Task details:
Transcribe all the entries that follow, leaving nothing out.

——————

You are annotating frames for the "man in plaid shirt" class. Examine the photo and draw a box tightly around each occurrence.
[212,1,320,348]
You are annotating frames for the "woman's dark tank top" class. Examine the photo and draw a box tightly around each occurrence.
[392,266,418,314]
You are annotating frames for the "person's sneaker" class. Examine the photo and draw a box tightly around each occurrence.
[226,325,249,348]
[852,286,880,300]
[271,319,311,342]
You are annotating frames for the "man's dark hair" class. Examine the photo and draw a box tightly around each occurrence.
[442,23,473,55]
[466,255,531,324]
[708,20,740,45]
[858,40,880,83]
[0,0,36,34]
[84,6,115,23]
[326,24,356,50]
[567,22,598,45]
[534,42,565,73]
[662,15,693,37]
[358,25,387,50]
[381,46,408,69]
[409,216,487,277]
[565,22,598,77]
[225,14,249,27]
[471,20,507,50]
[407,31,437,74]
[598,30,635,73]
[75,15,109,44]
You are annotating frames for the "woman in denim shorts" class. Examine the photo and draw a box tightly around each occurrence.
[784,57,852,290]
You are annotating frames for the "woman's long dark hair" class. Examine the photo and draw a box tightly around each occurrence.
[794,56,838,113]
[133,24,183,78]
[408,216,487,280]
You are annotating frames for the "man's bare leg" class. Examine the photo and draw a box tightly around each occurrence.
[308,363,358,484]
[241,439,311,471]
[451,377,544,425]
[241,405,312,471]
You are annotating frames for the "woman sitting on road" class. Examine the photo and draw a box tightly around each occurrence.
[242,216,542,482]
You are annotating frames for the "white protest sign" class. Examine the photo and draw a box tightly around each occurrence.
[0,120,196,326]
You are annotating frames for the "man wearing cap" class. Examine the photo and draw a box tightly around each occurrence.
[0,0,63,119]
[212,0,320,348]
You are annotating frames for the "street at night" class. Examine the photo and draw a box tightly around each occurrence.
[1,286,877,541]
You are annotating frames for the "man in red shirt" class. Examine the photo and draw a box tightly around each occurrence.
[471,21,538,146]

——————

Answer box:
You are annotating frames for the "man in plaid shirt" class. Examine the photo and draw a box tightly around each occurrence.
[212,1,320,348]
You are annotating frames for the "woman's dark tank top" class. Examine the photo and draw a box tightly around each occurrence.
[392,266,418,314]
You are annotating frames for the "person's sneaker" class. Examine the photo and draw a box tightly around each occurrence.
[226,325,249,348]
[852,286,880,300]
[271,319,311,342]
You are annotating frames for the "man's dark hair" class. Examine the photo and draw a box tightly around each occurrence.
[442,23,473,55]
[466,255,531,324]
[708,20,740,45]
[858,40,880,83]
[0,0,36,34]
[84,6,115,23]
[326,24,356,50]
[567,22,598,45]
[534,42,565,73]
[662,15,693,37]
[358,25,387,50]
[381,46,408,69]
[409,216,487,277]
[565,22,598,77]
[225,14,249,27]
[471,20,507,50]
[407,31,437,74]
[598,30,635,73]
[75,15,109,44]
You are annotating frames for the "woman in denim shorts" class. Examine the photo and draw a box tightly around each occurrence.
[784,57,852,290]
You are annotating frames for the "woman's long dark hair" class. Examine the photo and draw a box tightly around each occurrence.
[794,56,838,113]
[133,24,183,78]
[408,216,487,280]
You are annotating frames for the "man's bare leg" class. Examine the photo and draw a box tightly around each occurrence.
[308,363,358,484]
[241,439,311,471]
[451,377,544,425]
[241,405,312,471]
You are annotating frames for the "woman sitting on road" class. Examine the photo and draw a box tightly around each occurrence.
[242,216,542,482]
You are annotating frames for the "white protest sign" class. Examine the photo and draw a box tightly around each occurrence.
[0,120,196,326]
You are annotating frames for the "man wearing cap" class. Examine the photo and draw a box tightly around each occurrence.
[0,0,63,119]
[212,0,320,348]
You are annotating frames for the "street at night" class. Examine the photo and draw a box tightly around each occurrence.
[1,286,877,541]
You are annotating frames for the "man in red shirt" class. Examine the photo and draw a box tightly around each occurrence.
[471,21,538,146]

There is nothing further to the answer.